■ TEXT EXTRACT:
The remains of the Curia Hostilia are archaeologically dated to around 600 BC. The historian Tim Cornell, however, proposed a more plausible chronology that compresses the traditional 240-year reckoning of the regal period to approximately 120 years; within this framework the discrepancy between Tullus's reign and the construction of the Curia largely disappears.

=== Comitium ===
The Comitium, the open space for popular assemblies built immediately in front of the Curia Hostilia, is also attributed to Tullus. The earliest known floor layer of the Comitium dates to the end of the 7th century BC, and the architectural ornaments found there point to the presence of a significant building in the vicinity.

=== The Fetial college ===
The establishment of the Fetial college — the priestly body responsible for conducting all of Rome's international treaties — is considered to have taken place during the reign of Tullus Hostilius. This body of priest-diplomats constituted a specialised institution that regulated Rome's foreign relations within a religious framework; critical processes such as declarations of war and peace negotiations were conducted through this college. Cicero states explicitly, at De Re Publica II.31, that Tullus was the first king to codify the rules for declaring war (ius fetiale) and to bind them with religious sanction through the Fetials. At De Re Publica III.47 Cicero names Tullus alongside Romulus and Numa as an exemplar of ideal rulers, and at Tusculanae Disputationes I.38 briefly mentions Tullus within the chronological framework of the period. Moreover, Livy at I.24 records that Tullus applied the Fetial ritual directly when declaring war on Alba Longa, which shows that the institution was connected to a concrete historical event rather than remaining an abstract narrative.

■ TASK TO COMPLETE:
From the text on Tullus Hostilius, render this sentence in French: "The Comitium, the open space for popular assemblies built immediately in front of the Curia Hostilia, is also attributed to Tullus." The rows that follow come from a separate source and are unrelated to the text on Tullus Hostilius.

■ DATA SECTION:
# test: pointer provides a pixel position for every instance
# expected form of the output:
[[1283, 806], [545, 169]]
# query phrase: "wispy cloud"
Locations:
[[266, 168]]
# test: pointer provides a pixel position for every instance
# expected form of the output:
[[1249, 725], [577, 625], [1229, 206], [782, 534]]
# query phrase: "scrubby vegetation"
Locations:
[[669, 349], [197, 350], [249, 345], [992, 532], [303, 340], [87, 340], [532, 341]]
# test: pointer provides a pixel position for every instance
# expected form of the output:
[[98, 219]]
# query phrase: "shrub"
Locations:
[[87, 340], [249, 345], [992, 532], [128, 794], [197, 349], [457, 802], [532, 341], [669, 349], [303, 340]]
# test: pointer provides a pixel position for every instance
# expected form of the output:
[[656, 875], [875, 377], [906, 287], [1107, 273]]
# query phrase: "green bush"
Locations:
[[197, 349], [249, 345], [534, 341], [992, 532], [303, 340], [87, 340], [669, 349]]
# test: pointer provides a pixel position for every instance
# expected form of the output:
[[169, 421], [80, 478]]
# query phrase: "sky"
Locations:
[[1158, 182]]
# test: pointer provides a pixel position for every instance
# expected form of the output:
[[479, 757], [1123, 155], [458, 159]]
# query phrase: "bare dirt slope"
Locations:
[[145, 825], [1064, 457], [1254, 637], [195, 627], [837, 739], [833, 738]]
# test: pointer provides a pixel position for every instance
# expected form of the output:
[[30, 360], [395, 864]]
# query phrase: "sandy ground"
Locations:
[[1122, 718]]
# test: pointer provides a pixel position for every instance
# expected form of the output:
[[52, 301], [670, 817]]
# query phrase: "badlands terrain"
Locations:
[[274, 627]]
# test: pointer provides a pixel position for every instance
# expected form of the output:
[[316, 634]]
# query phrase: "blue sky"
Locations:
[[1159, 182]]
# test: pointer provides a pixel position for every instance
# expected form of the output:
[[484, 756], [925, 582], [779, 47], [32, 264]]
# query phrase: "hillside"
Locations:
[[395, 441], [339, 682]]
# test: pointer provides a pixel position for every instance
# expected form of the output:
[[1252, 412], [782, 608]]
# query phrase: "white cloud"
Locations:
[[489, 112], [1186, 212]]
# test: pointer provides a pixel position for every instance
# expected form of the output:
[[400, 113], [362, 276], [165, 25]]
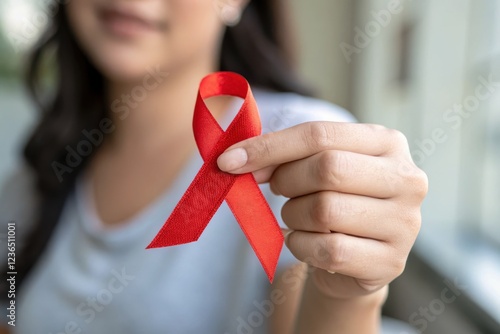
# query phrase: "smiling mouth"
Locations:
[[128, 25]]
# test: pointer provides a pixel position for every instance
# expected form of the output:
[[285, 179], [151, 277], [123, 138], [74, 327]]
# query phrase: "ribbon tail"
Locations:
[[257, 222], [195, 209]]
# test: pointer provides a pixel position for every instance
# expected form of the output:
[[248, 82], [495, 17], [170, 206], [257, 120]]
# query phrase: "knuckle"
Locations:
[[376, 127], [336, 247], [413, 221], [331, 165], [399, 266], [319, 135], [260, 149], [397, 139], [417, 182], [322, 209]]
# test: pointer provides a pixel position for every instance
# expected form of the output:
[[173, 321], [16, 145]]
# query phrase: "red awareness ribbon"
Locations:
[[211, 185]]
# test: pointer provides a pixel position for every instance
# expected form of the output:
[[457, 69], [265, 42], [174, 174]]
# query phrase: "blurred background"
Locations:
[[430, 69]]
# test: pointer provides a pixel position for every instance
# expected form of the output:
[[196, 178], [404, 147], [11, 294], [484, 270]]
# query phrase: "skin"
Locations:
[[355, 193]]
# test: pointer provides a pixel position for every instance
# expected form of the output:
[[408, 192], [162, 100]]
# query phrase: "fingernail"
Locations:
[[233, 159], [287, 235]]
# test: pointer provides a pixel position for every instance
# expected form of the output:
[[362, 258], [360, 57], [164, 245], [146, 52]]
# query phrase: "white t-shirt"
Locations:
[[96, 280]]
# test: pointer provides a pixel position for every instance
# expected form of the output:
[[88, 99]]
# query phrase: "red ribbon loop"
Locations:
[[211, 186]]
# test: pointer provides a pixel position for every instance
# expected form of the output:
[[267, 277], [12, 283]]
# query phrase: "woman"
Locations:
[[114, 152]]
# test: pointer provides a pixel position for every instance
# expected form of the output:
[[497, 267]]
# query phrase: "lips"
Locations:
[[127, 23]]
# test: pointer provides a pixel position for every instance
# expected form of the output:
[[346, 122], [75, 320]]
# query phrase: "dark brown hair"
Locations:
[[255, 48]]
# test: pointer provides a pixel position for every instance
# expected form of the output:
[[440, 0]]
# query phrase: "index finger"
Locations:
[[304, 140]]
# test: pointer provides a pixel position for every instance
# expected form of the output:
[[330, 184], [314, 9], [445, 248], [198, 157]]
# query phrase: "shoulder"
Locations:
[[283, 110]]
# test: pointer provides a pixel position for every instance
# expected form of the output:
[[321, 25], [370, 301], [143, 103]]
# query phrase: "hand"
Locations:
[[355, 197]]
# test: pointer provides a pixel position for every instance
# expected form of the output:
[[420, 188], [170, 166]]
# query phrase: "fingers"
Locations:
[[339, 171], [348, 255], [307, 139], [344, 213]]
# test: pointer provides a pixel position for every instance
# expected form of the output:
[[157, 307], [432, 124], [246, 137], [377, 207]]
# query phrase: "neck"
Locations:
[[157, 110]]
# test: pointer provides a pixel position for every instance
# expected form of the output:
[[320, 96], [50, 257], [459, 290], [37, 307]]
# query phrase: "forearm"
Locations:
[[320, 314]]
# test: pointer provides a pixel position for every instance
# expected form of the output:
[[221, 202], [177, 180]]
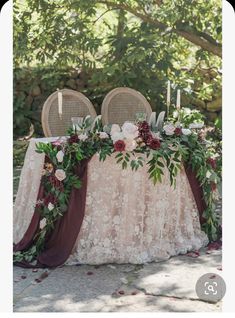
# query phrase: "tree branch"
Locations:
[[192, 37]]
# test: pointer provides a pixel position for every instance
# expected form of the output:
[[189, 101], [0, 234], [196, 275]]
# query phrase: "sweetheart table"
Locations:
[[127, 218]]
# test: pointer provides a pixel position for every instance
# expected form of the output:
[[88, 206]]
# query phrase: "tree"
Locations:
[[137, 43]]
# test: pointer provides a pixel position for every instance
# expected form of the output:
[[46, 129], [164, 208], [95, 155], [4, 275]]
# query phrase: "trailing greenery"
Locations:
[[133, 146], [135, 43]]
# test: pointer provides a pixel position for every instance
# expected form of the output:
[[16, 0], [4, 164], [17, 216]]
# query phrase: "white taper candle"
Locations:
[[60, 102], [168, 97], [178, 99]]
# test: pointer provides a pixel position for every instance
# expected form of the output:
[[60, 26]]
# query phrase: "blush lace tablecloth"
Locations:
[[127, 218]]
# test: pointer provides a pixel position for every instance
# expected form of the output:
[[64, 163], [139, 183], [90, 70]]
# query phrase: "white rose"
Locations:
[[103, 135], [186, 132], [208, 174], [60, 156], [114, 129], [130, 144], [83, 137], [169, 129], [50, 206], [117, 136], [60, 174], [196, 125], [130, 131]]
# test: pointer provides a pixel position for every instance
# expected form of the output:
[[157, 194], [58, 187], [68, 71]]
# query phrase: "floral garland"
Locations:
[[180, 139]]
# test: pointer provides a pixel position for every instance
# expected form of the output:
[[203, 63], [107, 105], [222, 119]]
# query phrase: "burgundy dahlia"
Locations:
[[50, 198], [155, 144], [148, 139], [212, 162], [73, 139], [178, 131], [56, 183], [119, 145], [143, 127]]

■ IN RESPONSE:
Le Comitium, l'espace ouvert destiné aux assemblées populaires et construit juste devant la Curia Hostilia, est également attribué à Tullus.